------ Given entries ------

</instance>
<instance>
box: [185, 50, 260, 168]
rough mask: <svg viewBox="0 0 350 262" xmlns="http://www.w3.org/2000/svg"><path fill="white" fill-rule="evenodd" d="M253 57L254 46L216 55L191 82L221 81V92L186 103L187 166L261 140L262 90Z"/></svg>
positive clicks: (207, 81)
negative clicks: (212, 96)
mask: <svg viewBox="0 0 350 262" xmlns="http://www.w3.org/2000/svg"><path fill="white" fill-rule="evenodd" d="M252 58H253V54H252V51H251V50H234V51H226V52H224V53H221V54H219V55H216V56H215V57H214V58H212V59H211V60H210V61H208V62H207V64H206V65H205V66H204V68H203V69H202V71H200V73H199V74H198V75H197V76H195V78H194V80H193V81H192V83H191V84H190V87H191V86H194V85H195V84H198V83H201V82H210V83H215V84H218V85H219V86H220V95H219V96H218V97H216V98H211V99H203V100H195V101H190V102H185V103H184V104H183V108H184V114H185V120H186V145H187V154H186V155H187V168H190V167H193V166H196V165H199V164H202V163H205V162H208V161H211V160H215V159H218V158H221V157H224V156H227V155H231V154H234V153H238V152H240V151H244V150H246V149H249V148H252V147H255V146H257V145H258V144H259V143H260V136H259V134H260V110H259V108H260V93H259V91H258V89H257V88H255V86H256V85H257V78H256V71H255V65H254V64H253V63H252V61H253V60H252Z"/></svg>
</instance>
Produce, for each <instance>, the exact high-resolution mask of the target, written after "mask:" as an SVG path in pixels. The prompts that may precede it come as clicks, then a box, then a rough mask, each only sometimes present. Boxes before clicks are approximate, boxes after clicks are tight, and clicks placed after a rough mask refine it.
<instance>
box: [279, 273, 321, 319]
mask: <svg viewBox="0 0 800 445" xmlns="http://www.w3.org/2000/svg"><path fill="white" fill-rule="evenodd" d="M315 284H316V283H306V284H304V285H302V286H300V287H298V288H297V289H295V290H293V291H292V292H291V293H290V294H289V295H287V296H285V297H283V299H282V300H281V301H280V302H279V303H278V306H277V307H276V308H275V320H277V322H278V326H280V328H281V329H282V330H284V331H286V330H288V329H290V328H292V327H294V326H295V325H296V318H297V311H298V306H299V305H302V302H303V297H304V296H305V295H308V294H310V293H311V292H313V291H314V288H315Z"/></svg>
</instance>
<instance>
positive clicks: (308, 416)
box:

------

## Try it
Return the material in its entirety, word for word.

## Result of the task
</instance>
<instance>
box: [185, 50, 260, 168]
rough mask: <svg viewBox="0 0 350 262" xmlns="http://www.w3.org/2000/svg"><path fill="white" fill-rule="evenodd" d="M253 57L254 46L216 55L191 82L221 81V92L186 103L187 166L261 140L262 90Z"/></svg>
positive clicks: (207, 81)
negative clicks: (212, 96)
mask: <svg viewBox="0 0 350 262" xmlns="http://www.w3.org/2000/svg"><path fill="white" fill-rule="evenodd" d="M252 58H253V54H252V51H251V50H234V51H226V52H224V53H221V54H219V55H216V56H215V57H214V58H212V59H211V60H210V61H208V62H207V64H206V65H205V66H204V68H203V69H202V71H200V73H199V74H198V75H197V76H195V78H194V80H193V81H192V83H191V84H190V87H191V86H194V85H195V84H198V83H201V82H210V83H215V84H218V85H219V86H220V95H219V96H218V97H216V98H211V99H203V100H195V101H190V102H185V103H184V104H183V108H184V114H185V120H186V145H187V154H186V155H187V168H190V167H193V166H196V165H199V164H202V163H205V162H208V161H211V160H215V159H218V158H221V157H224V156H227V155H231V154H234V153H238V152H240V151H244V150H246V149H249V148H252V147H255V146H257V145H258V144H259V143H260V136H259V134H260V110H259V108H260V93H259V91H258V89H257V88H255V86H256V85H257V78H256V71H255V65H254V64H253V63H252V61H253V60H252Z"/></svg>
</instance>
Produce, for each <instance>, the exact high-resolution mask of the target, written after "mask:" as an SVG path in pixels. The prompts that may precede it come as clicks, then a box, then a rough mask, each only sometimes present. Boxes before clicks are approximate, boxes after clicks are tight, and clicks placed after a rough mask refine it.
<instance>
box: [279, 273, 321, 319]
mask: <svg viewBox="0 0 800 445" xmlns="http://www.w3.org/2000/svg"><path fill="white" fill-rule="evenodd" d="M315 284H316V283H306V284H304V285H302V286H300V287H298V288H297V289H295V290H293V291H292V292H291V293H290V294H289V295H287V296H285V297H283V299H282V300H281V301H280V302H279V303H278V306H277V307H276V308H275V320H277V322H278V326H280V328H281V329H282V330H284V331H286V330H288V329H290V328H292V327H294V326H295V325H296V318H297V311H298V306H299V305H302V302H303V297H304V296H305V295H308V294H310V293H311V292H313V291H314V288H315Z"/></svg>
</instance>
<instance>
positive clicks: (308, 416)
box:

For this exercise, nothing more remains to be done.